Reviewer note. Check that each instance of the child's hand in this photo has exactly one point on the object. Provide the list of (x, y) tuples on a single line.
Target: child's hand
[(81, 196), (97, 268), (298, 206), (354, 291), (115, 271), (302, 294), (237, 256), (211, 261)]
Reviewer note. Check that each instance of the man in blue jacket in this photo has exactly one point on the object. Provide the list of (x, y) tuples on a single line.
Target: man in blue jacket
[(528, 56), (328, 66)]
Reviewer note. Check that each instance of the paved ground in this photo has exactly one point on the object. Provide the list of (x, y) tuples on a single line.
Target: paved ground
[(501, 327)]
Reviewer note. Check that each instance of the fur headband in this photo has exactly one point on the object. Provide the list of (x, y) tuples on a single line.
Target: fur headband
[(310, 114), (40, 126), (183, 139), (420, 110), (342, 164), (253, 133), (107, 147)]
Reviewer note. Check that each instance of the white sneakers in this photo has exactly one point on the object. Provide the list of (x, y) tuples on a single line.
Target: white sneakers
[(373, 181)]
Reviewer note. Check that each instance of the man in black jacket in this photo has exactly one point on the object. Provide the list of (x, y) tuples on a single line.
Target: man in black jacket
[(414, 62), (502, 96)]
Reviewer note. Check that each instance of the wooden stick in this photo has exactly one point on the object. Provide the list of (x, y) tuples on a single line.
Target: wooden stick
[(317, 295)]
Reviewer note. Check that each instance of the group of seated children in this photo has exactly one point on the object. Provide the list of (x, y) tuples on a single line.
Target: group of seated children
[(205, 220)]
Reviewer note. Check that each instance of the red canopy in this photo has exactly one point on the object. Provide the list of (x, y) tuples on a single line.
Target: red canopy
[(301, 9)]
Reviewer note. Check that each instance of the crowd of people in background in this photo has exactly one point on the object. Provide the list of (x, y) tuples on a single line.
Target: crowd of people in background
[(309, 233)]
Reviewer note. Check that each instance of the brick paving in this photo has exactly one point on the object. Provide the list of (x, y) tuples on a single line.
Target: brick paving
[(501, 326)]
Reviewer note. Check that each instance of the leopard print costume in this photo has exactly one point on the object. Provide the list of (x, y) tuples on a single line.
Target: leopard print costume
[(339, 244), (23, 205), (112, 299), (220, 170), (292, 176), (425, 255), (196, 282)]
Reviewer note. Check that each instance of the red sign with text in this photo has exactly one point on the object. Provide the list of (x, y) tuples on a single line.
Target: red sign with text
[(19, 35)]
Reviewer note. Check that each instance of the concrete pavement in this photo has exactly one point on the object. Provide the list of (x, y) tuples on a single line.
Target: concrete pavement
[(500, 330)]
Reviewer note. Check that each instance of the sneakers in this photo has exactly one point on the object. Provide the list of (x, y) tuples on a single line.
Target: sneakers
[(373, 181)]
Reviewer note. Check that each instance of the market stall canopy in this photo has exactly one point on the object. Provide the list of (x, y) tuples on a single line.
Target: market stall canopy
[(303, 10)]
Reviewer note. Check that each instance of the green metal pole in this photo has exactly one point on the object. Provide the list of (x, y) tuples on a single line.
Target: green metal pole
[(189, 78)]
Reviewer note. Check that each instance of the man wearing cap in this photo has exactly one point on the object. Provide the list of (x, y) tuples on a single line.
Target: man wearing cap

> **The problem**:
Copy the entries word for word. Leave nothing out.

> **Exercise result**:
Reviewer note. Check that each instance of the child's hand in this photo has exactly one point on the object. Provide the list of (x, y) tuples on a single line.
Target: child's hand
[(81, 196), (97, 268), (298, 206), (354, 291), (115, 271), (302, 294), (237, 256), (211, 261)]
Reviewer note. Check that each instance of the man in blue jacket in this photo has exactly one point on the object. Provide the list of (x, y) tuples on a single line.
Target: man in blue jacket
[(528, 56), (328, 66)]
Reviewer note. Check that each instance of the paved ground in this photo has exactly one point on the object. Provide the list of (x, y) tuples on a single line.
Target: paved ground
[(501, 327)]
Reviewer note. Check that each instance of the fur headband in this photo has exactly one point on the object. Provide the list of (x, y) tuples on a single line.
Target: fur headband
[(310, 114), (40, 126), (183, 139), (420, 110), (342, 164), (253, 133), (107, 147)]
Reviewer note. Check that each instance of the white sneakers in this photo has exactly one point on the object. Provide the list of (x, y) tuples on a single line.
Target: white sneakers
[(373, 181)]
Reviewer note. Check that each instance of the man in black jacket in this photo has exactly one point on the object. Provide the list of (x, y) tuples on a single line.
Target: man in black jacket
[(414, 62), (502, 96)]
Reviewer note. Check that each instance of the wooden stick in this photo has exactly one point on the object. Provide the list of (x, y) tuples on a single line.
Target: wooden stick
[(317, 295)]
Reviewer note. Check that each instance of the group of seated children in this photo has exactly one point on the object. Provide the list of (x, y) tuples on a single line.
Target: group of seated children
[(205, 220)]
Reviewer note. Check that each instance of the red canopy in this photo has exactly one point on the object. Provide the list of (x, y) tuples on a single line.
Target: red canopy
[(301, 9)]
Reviewer note. Check that each instance of the crowd of people in background in this photo has exactly one point on the object. Provide the list of (x, y) tuples on a single line.
Target: crowd of people in background
[(309, 233)]
Reviewer note. Check that each instance of the brick paving in this photo has exactly one point on the object. Provide the list of (x, y) tuples on a single line.
Target: brick paving
[(501, 326)]
Reviewer note. Check that each instance of the leopard print costume in this photo has exactly one point on the object. Provide the list of (x, y) tuples on a single line.
Target: leopard print costume
[(339, 244), (23, 205), (112, 299), (220, 170), (292, 176), (425, 255), (196, 282)]
Reviewer note. Check that each instance of the red sign with text in this photo has exactly one point on the object. Provide the list of (x, y) tuples on a single line.
Target: red sign with text
[(19, 35)]
Reviewer note. Check that each instance of the concrete pavement in this photo has exactly one point on the object. Provide the list of (x, y) tuples on a single line.
Target: concrete pavement
[(500, 330)]
Reviewer note. Check that each instance of the sneakers in this photo has exactly one point on the object. Provide the list of (x, y) tuples on a single line.
Target: sneakers
[(373, 181)]
Reviewer note. Check that each instance of the market stall canopy in this photo has exactly one point on the object. Provide the list of (x, y) tuples on a single line.
Target: market stall canopy
[(303, 10)]
Reviewer note. Check that each instance of the green metal pole in this photo has exactly one point on the object. Provide the list of (x, y) tuples on a single line.
Target: green metal pole
[(189, 78)]
Reviewer note. Check that each instance of the man wearing cap in this photo has exactly one point on the object. Provide the list of (x, y) tuples on a single line.
Target: man wearing cap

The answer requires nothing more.